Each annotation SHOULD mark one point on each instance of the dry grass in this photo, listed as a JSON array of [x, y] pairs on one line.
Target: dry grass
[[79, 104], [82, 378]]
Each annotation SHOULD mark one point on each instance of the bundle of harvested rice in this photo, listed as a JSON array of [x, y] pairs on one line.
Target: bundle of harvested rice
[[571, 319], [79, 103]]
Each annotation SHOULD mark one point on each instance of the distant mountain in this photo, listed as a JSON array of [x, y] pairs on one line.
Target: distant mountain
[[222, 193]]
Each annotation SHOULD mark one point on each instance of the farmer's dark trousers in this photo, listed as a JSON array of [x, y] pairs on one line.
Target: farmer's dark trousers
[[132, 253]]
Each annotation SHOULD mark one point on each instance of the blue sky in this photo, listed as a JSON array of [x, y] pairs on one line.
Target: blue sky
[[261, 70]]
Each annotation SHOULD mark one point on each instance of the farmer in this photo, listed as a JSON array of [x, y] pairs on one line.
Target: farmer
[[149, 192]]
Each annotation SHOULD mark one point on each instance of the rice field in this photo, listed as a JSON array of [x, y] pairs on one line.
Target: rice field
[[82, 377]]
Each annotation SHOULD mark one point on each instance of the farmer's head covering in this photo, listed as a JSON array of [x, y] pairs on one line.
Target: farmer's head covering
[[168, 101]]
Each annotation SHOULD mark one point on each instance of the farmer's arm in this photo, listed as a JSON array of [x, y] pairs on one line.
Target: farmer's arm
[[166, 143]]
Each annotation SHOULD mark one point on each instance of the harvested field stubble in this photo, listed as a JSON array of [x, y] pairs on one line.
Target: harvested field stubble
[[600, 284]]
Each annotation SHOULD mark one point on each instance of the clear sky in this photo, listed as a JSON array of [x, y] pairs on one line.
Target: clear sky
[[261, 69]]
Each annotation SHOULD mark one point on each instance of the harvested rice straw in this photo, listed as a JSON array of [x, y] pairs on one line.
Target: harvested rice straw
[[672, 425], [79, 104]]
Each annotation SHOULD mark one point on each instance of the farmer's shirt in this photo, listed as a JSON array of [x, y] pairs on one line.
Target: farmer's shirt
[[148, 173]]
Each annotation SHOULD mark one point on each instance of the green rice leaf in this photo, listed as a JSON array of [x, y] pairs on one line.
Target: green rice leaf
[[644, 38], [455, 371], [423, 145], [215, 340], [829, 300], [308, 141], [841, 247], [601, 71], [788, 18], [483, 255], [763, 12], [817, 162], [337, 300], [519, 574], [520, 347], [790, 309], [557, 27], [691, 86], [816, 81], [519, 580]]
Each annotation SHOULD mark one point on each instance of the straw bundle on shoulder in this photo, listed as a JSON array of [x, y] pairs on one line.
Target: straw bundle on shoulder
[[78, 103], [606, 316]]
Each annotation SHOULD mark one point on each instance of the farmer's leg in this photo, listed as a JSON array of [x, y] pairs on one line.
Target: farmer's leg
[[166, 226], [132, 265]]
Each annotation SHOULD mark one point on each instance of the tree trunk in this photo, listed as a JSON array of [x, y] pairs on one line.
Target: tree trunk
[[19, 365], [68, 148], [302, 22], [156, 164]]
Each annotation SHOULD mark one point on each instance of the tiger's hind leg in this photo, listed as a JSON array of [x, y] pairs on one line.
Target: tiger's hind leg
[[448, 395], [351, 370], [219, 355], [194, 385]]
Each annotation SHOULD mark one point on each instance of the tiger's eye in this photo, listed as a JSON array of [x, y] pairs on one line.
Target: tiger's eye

====================

Problem requirements:
Resize everything from the first of the lines above down to the line containing "[[132, 253]]", both ends included, by restating each of those lines in full, requests too. Multiply every x and y coordinate in the answers by 2.3 and round to whole numbers, halves up, and leave out all later lines.

Task result:
Each annotation SHOULD mark one point on each instance of the dry grass in this photo, listed as a JSON array of [x, y] pairs on one line.
Target: dry grass
[[182, 239], [189, 869]]
Each annotation SHOULD mark one point on each instance of the bundle of harvested rice in this photo, listed as a JSON array of [x, y] pairs on one line.
Target: bundle of harvested rice
[[1313, 734], [182, 237]]
Each annotation SHOULD mark one point on each instance of the distant mountain in this photo, listed as a JSON array of [x, y] pairs on one line.
Target: distant mountain
[[511, 444]]
Each annotation SHOULD mark one point on each instance of the farmer's dark trousers in this photo, listed as a JSON array of [x, y] pairs on one line.
Target: farmer's dark trousers
[[304, 582]]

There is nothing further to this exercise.